**What this task involves**
Exactly the lines below, starting with the one containing "Target: lit window" and going on through the one containing "Target: pale sky background", must be reproduced, both ends included, and no pictures with them.

#####

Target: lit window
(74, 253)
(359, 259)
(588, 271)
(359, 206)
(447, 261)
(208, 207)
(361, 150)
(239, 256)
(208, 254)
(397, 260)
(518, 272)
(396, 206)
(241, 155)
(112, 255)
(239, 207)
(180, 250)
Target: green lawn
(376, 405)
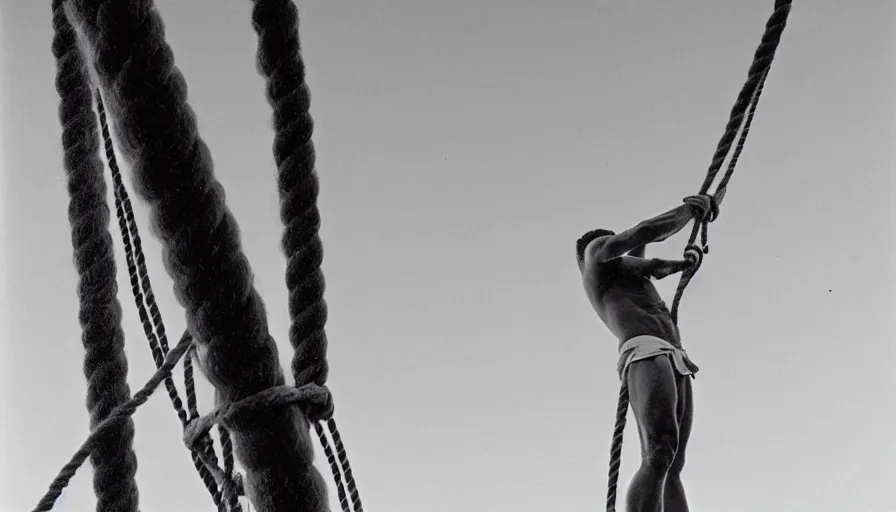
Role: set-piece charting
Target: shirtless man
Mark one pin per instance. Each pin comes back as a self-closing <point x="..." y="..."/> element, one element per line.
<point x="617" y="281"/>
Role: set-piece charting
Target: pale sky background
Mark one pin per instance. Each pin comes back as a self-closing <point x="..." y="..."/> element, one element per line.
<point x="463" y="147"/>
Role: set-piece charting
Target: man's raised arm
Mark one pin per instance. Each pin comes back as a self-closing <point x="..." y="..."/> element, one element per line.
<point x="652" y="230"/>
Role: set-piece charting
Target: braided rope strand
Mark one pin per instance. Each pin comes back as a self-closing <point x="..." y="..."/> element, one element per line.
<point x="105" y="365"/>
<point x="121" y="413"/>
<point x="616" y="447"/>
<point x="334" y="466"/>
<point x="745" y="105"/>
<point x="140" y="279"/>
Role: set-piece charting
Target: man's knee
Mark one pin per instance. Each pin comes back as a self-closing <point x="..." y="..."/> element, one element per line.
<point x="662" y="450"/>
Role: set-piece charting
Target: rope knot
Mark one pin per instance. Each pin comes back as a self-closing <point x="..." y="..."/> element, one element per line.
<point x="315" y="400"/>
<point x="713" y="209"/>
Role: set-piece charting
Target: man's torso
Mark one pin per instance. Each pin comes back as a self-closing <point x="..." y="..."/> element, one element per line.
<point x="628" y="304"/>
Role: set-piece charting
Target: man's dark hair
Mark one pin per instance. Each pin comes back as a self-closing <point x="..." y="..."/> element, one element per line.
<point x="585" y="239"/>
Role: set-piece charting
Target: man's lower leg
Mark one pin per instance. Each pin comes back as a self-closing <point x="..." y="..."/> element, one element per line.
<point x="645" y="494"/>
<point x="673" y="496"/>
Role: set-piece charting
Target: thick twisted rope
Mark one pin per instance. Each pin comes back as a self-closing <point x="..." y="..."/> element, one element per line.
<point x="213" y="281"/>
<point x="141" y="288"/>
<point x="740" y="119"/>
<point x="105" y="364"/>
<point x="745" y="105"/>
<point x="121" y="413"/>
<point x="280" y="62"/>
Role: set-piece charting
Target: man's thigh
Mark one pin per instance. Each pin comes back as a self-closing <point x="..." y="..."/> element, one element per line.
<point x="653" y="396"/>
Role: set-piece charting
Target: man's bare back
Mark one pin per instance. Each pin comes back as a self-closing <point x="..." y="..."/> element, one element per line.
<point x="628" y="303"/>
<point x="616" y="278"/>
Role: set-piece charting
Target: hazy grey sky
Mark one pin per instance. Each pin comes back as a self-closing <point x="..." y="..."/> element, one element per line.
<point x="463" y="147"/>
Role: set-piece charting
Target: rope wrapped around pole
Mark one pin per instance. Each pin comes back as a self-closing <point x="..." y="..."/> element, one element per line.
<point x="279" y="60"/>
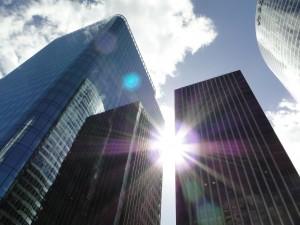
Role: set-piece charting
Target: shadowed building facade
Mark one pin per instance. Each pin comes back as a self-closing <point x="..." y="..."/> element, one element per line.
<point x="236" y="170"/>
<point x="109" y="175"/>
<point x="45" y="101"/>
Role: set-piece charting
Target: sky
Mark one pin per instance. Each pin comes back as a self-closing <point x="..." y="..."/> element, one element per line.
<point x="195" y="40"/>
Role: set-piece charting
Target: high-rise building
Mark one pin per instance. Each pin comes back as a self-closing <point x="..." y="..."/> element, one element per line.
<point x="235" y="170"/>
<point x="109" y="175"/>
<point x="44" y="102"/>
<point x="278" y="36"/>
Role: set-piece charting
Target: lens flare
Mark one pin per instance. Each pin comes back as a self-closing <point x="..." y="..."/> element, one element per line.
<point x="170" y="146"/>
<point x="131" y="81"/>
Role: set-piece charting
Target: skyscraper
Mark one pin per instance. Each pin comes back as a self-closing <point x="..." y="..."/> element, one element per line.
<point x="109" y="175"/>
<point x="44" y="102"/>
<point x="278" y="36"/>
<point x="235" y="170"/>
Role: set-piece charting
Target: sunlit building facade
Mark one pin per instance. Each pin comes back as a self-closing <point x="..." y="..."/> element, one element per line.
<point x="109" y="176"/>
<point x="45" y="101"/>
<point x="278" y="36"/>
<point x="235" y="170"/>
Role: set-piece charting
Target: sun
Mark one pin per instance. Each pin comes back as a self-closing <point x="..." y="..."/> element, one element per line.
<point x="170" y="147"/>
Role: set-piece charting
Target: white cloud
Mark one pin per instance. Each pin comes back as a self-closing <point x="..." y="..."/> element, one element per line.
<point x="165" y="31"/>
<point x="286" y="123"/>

#####

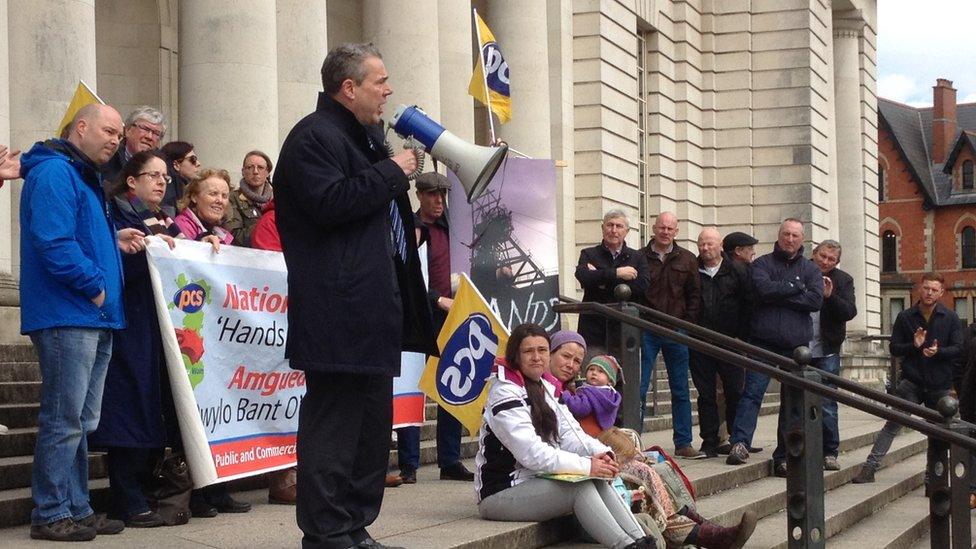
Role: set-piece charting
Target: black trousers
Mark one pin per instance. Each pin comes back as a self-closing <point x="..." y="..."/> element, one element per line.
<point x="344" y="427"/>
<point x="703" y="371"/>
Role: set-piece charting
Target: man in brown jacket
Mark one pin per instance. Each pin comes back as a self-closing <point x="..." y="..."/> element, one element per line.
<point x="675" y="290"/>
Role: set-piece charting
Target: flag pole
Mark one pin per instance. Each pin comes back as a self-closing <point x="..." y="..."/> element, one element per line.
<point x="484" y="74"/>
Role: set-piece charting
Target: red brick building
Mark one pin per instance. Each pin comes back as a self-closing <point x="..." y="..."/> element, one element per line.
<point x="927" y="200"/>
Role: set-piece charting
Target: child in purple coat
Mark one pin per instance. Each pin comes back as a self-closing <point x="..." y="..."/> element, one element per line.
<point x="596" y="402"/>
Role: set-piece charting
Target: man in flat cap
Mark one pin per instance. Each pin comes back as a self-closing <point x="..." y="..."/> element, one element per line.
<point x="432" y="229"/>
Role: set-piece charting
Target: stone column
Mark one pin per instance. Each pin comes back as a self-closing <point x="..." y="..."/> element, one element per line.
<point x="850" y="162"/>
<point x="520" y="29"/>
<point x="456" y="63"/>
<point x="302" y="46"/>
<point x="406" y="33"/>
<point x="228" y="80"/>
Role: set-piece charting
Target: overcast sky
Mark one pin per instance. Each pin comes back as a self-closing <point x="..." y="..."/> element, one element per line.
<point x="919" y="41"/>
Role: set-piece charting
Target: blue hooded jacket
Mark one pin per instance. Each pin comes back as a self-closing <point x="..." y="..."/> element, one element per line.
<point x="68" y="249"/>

#####

**Response area**
Target: lit window
(74, 253)
(359, 259)
(588, 271)
(359, 206)
(447, 261)
(208, 207)
(361, 150)
(239, 256)
(208, 254)
(397, 260)
(518, 272)
(396, 206)
(241, 155)
(112, 255)
(239, 207)
(180, 250)
Target: green lawn
(376, 405)
Role: set-piece charting
Target: shirtless man
Mark one pin per instance. Each pin comes back as a self-closing <point x="..." y="..."/> element, one element per line.
<point x="617" y="281"/>
Role: set-piece charting
Target: pale sky background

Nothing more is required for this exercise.